§ **TASK REQUIREMENTS**
Write out the lines below word for word, in the same order.

§ **RECORDS SUPPLIED**
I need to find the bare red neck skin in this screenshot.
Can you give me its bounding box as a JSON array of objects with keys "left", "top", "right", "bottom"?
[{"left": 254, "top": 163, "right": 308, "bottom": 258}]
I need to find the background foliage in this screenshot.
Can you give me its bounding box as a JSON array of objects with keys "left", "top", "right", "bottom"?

§ **CORRECT ANSWER**
I need to find the bare red neck skin in this screenshot.
Can you give me its bounding box as a JSON array of objects with keys "left", "top", "right", "bottom"?
[{"left": 254, "top": 163, "right": 308, "bottom": 258}]
I need to find the background foliage in this screenshot.
Can you give me its bounding box as a JSON array of objects with keys "left", "top", "right", "bottom"?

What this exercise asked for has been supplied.